■ ACTIVITY
Print every line below. Match each one exactly.

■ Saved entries
☆ ☆ ☆ ☆ ☆
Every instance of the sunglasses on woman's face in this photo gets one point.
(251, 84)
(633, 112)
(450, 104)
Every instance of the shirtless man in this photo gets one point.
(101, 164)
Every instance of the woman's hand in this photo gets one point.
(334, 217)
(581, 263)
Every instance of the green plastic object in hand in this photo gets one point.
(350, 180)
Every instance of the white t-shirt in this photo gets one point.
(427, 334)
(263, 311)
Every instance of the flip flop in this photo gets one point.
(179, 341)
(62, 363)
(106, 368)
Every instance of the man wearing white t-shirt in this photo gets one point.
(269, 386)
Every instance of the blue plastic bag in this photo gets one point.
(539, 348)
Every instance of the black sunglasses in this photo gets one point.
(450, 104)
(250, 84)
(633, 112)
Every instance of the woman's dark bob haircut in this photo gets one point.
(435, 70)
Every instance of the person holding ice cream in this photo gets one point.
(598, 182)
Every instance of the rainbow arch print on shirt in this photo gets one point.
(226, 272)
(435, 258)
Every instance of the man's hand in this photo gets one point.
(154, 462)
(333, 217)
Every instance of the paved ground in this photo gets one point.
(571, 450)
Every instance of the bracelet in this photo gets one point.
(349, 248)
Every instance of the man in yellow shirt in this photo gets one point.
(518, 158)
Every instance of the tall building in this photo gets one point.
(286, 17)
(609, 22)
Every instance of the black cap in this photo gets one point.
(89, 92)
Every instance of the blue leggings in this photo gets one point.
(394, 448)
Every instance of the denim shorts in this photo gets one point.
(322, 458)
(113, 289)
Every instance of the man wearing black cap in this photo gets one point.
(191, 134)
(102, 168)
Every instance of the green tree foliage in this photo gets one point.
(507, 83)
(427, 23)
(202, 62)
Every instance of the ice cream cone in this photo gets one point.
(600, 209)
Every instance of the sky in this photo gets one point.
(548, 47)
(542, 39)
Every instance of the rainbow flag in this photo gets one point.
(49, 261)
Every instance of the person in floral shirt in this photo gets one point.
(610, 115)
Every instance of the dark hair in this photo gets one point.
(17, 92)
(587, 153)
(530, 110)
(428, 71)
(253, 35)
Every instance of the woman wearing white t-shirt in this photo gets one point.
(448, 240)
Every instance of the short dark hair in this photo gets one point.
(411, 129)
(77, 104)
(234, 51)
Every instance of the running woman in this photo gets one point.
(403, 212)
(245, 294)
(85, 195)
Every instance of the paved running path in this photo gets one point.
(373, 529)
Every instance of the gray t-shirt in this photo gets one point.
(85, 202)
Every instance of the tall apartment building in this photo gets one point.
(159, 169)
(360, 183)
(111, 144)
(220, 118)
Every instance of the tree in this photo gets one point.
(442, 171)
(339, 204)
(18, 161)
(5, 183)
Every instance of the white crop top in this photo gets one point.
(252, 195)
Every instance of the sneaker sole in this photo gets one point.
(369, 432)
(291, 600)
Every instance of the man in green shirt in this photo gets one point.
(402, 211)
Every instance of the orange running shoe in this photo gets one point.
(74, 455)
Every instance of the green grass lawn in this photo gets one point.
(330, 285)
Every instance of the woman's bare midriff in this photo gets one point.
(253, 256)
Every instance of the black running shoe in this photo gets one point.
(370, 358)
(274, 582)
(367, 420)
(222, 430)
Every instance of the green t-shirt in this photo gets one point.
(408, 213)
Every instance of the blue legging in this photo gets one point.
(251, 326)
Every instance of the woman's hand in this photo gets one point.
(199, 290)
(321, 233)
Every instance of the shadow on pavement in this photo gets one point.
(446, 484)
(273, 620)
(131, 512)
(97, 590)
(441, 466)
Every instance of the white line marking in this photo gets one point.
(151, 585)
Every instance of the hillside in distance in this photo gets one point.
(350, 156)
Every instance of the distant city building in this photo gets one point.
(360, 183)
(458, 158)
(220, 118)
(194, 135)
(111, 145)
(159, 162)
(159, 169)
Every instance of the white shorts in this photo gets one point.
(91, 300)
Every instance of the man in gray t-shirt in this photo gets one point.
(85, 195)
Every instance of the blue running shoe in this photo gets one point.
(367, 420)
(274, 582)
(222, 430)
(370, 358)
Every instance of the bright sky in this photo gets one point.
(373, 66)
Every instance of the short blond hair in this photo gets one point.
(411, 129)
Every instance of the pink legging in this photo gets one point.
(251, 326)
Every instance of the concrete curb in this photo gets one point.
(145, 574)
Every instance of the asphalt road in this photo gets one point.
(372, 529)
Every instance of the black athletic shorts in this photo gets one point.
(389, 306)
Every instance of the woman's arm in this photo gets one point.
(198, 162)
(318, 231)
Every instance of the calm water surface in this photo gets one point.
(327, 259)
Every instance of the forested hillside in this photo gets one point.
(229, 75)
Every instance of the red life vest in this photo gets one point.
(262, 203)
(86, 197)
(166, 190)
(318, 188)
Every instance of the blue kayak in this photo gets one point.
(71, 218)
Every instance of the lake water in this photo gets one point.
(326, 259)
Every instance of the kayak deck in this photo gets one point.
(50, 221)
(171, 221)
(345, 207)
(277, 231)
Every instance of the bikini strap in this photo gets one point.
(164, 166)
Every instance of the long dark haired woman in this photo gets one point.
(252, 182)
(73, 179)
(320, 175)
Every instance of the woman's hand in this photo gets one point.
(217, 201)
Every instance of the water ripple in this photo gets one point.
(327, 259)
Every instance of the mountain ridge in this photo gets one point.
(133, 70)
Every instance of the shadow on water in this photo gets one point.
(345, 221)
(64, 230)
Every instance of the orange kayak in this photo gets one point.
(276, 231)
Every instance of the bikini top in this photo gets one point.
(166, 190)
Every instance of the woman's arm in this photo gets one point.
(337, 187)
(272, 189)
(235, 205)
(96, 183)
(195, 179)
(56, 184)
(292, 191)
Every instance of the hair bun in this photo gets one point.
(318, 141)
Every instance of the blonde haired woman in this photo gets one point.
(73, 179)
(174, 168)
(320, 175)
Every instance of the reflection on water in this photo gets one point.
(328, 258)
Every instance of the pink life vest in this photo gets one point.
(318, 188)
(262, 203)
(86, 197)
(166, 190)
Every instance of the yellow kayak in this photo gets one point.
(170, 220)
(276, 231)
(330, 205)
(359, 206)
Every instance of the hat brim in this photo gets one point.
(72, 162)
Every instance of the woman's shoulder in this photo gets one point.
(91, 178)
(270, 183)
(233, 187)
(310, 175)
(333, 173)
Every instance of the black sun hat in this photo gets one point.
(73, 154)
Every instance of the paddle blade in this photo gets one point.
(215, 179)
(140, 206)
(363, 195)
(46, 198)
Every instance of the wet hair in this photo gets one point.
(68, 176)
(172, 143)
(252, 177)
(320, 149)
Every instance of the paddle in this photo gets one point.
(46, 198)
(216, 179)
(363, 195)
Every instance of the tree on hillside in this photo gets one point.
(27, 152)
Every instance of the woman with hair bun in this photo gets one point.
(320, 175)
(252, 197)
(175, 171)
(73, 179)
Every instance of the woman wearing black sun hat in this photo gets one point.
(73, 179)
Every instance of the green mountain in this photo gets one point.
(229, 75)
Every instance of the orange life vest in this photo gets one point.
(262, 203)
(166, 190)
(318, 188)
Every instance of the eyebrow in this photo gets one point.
☆ ☆ ☆ ☆ ☆
■ YOUR RESPONSE
Every instance of the sunglasses on woman's face in this photo gets one point.
(251, 84)
(633, 112)
(450, 104)
Every instance of the shirtless man in this photo gets one point.
(101, 164)
Every instance of the woman's hand in this photo gets one point.
(334, 217)
(581, 263)
Every instance of the green plastic object in hand in this photo gets one point.
(350, 180)
Every instance of the white t-shirt in this photo gets one point.
(427, 334)
(263, 311)
Every instance of the flip flop in this photo gets one point.
(179, 341)
(62, 363)
(106, 368)
Every instance of the man wearing white t-shirt in this photo gets one point.
(269, 386)
Every instance of the blue plastic bag in this photo gets one point.
(539, 348)
Every instance of the black sunglasses in this photo gets one point.
(450, 104)
(250, 84)
(633, 112)
Every instance of the woman's dark bob haircut in this photo gets one point.
(435, 70)
Every instance of the person holding ice cream in this photo gets one point.
(598, 182)
Every instance of the rainbow arch print on shirt in this photo gets one point.
(226, 272)
(435, 258)
Every instance of the man's hand in this photo gets one point.
(154, 462)
(333, 217)
Every instance of the paved ground in this photo gets one point.
(571, 450)
Every instance of the bracelet in this photo gets one point.
(349, 248)
Every instance of the man in yellow shirt in this photo gets one point.
(518, 158)
Every instance of the tall building in this photo gets one point.
(286, 17)
(609, 22)
Every instance of the black cap in this photo gets one point.
(89, 92)
Every instance of the blue leggings in this photo gets one point.
(394, 448)
Every instance of the denim shorts in this photo gets one point.
(322, 458)
(113, 289)
Every instance of the man wearing black cap in this photo gets one point.
(191, 134)
(102, 168)
Every instance of the green tree foliage in this photo gets one point.
(507, 83)
(427, 23)
(202, 62)
Every instance of the ice cream cone in this photo gets one point.
(600, 209)
Every instance of the sky in this photo gets one point.
(548, 47)
(542, 39)
Every instance of the rainbow flag in this photo gets one point.
(49, 261)
Every instance of the person in floral shirt in this photo gets one point.
(610, 115)
Every instance of the dark hair in this photo gets one point.
(17, 92)
(587, 153)
(530, 110)
(428, 71)
(253, 35)
Every instance of the woman wearing white t-shirt in this photo gets one point.
(448, 240)
Every instance of the short dark hair in this photo gets one point.
(411, 129)
(77, 104)
(234, 51)
Every instance of the running woman in this photo gets one point.
(403, 212)
(245, 294)
(85, 195)
Every instance of the paved running path in this photo gets one point.
(373, 529)
Every instance of the gray t-shirt in this photo gets one point.
(85, 202)
Every instance of the tall apartment building in this photo gets one point.
(159, 169)
(360, 183)
(111, 144)
(220, 118)
Every instance of the tree in this photo gets one point.
(442, 171)
(339, 204)
(18, 161)
(5, 183)
Every instance of the white crop top in this photo gets one point.
(252, 195)
Every instance of the sneaker sole in this photo gets one point.
(369, 432)
(291, 600)
Every instance of the man in green shirt in this photo gets one point.
(402, 211)
Every instance of the orange running shoe in this photo gets one point.
(74, 455)
Every instance of the green grass lawn in this photo gets one point.
(330, 285)
Every instance of the woman's bare midriff in this photo gets one point.
(253, 256)
Every instance of the black running shoe in this photo gets one point.
(370, 358)
(274, 582)
(367, 420)
(222, 430)
Every instance of the green t-shirt in this photo gets one point.
(408, 213)
Every instance of the blue legging in this photo gets one point.
(251, 326)
Every instance of the woman's hand in this photo gets one point.
(199, 290)
(321, 233)
Every instance of the shadow on pavement in this photo gets one point.
(446, 484)
(273, 620)
(131, 512)
(97, 590)
(441, 466)
Every instance of the white line marking in this photo gets one point.
(151, 585)
Every instance of the hillside in distance in this photo gets one point.
(350, 156)
Every instance of the distant city building in this photo gets one point.
(360, 183)
(458, 158)
(220, 118)
(194, 135)
(111, 145)
(159, 162)
(159, 169)
Every instance of the white shorts in this photo gets one point.
(91, 300)
Every instance of the man in gray t-shirt in this photo gets one point.
(85, 195)
Every instance of the blue running shoe in this photo gets one point.
(367, 420)
(274, 582)
(222, 430)
(370, 358)
Every instance of the bright sky in this photo gets one point.
(373, 66)
Every instance of the short blond hair in this photo gets one point.
(411, 129)
Every instance of the pink legging in this photo gets one point.
(251, 326)
Every instance of the concrete curb in this photo gets one point.
(145, 574)
Every instance of the asphalt road in this photo gets one point.
(372, 529)
Every instance of the black athletic shorts in this photo gets one point.
(389, 306)
Every instance of the woman's arm in this photo gets one point.
(198, 162)
(318, 231)
Every instance of the calm water surface in this photo gets one point.
(327, 259)
Every instance of the forested hillside in this photo gets one point.
(229, 75)
Every instance of the red life vest in this photo gets one point.
(262, 203)
(86, 197)
(166, 190)
(318, 188)
Every instance of the blue kayak in this photo gets one point.
(71, 218)
Every instance of the lake water in this photo gets one point.
(326, 259)
Every instance of the kayak deck in this photo gets one point.
(50, 221)
(171, 221)
(345, 207)
(277, 231)
Every instance of the bikini strap in this photo gets one point.
(164, 166)
Every instance of the long dark haired woman in this photo gets one point.
(252, 182)
(73, 179)
(320, 175)
Every instance of the woman's hand in this photo gets one point.
(217, 201)
Every instance of the water ripple in this photo gets one point.
(327, 259)
Every instance of the mountain ridge in this photo gets one point.
(133, 70)
Every instance of the shadow on water in this photo gets one point.
(345, 221)
(64, 230)
Every instance of the orange kayak in this photo gets one point.
(276, 231)
Every instance of the bikini top in this photo gets one point.
(166, 190)
Every instance of the woman's arm in this photo gets one point.
(337, 187)
(272, 189)
(235, 205)
(96, 183)
(195, 179)
(56, 184)
(292, 191)
Every instance of the hair bun in this photo gets one point.
(318, 141)
Every instance of the blonde haired woman in this photo gets one point.
(73, 179)
(174, 168)
(320, 175)
Every instance of the reflection on water in this photo gets one point.
(328, 258)
Every instance of the pink life vest in this photo gets one point.
(318, 188)
(262, 203)
(86, 197)
(166, 190)
Every instance of the yellow kayak in this photo gets one point.
(170, 220)
(276, 231)
(330, 205)
(359, 206)
Every instance of the hat brim in this photo gets one point.
(72, 162)
Every instance of the woman's shoulder in this photo gets one point.
(91, 178)
(270, 183)
(233, 187)
(310, 175)
(333, 173)
Every instance of the black sun hat in this photo gets one point.
(73, 154)
Every instance of the paddle blade in this photo gets one point.
(215, 179)
(140, 206)
(363, 195)
(46, 198)
Every instance of the wet hair in this photo gets one point.
(68, 176)
(172, 143)
(252, 177)
(320, 149)
Every instance of the paddle in this photo gets one point.
(46, 198)
(216, 179)
(363, 195)
Every instance of the tree on hillside in this photo gets one point.
(27, 152)
Every instance of the woman with hair bun in this photo gets one point.
(320, 175)
(252, 197)
(175, 171)
(73, 179)
Every instance of the woman wearing black sun hat in this photo gets one point.
(73, 179)
Every instance of the green mountain in this photo gets one point.
(229, 75)
Every instance of the orange life vest in this photo gets one point.
(262, 203)
(166, 190)
(318, 188)
Every instance of the eyebrow in this photo gets one point.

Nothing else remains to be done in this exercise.